>> start Records

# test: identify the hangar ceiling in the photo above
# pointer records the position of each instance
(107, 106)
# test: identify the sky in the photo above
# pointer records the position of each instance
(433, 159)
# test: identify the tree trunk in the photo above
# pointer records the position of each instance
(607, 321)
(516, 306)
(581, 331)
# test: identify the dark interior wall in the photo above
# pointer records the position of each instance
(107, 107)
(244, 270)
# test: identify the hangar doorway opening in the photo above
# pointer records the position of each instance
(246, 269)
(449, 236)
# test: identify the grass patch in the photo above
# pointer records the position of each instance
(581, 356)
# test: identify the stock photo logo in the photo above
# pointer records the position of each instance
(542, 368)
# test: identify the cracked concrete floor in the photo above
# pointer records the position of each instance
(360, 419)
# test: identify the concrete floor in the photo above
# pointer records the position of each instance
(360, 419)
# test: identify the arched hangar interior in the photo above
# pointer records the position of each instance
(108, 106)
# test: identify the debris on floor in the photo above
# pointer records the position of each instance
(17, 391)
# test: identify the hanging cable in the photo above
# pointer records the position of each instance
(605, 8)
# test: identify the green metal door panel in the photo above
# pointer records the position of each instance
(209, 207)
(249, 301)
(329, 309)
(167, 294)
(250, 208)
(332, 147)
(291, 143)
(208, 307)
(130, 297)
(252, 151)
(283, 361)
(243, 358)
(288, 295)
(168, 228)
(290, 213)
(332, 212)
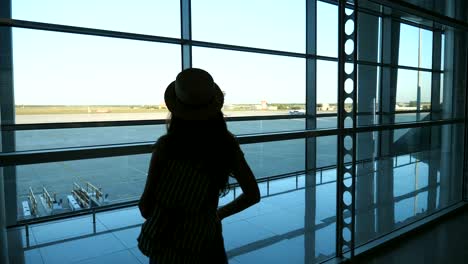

>> end Records

* Written problem *
Could you echo all of the entries above line for line, without changing anything, but leave out the pictures?

* Output of the task *
# test: identify the hangar ceiling in the photo above
# pointer records the position of each instance
(107, 106)
# test: identify the sky in the photo above
# pointer records the position of each instance
(433, 159)
# test: identify the tree trunk in the photo above
# pointer records the position of each instance
(607, 321)
(516, 306)
(581, 331)
# test: identify the dark interior wall in the photo above
# pointer records the position of each instance
(107, 107)
(244, 270)
# test: identify the hangar doorway opening in the photo above
# pointer records the position of each instance
(246, 269)
(449, 236)
# test: identify the grass patch in the photo above
# pointer records the position of each instance
(581, 356)
# test: identify the stock photo logo in the photo above
# pointer records the position of each instance
(542, 368)
# test: identify the cracked concrete floor in the photo above
# pointer records the position of each instance
(360, 419)
# test: identify the concrete floor in the photo above
# pointer records the position of each instance
(360, 419)
# test: identify the arched hangar interior in the photo above
# pointer records the position of each instance
(108, 106)
# test: identify the debris on floor in the photo above
# pointer records the position of each instance
(17, 391)
# test: identify the hanging cable in the photo above
# pointer records the position of each instance
(605, 8)
# test: identify the green metal door panel in the photo above
# pointer records the position of each instance
(209, 207)
(249, 301)
(329, 309)
(167, 294)
(250, 208)
(332, 147)
(291, 143)
(208, 307)
(130, 297)
(252, 151)
(283, 361)
(243, 358)
(288, 295)
(168, 228)
(290, 213)
(332, 212)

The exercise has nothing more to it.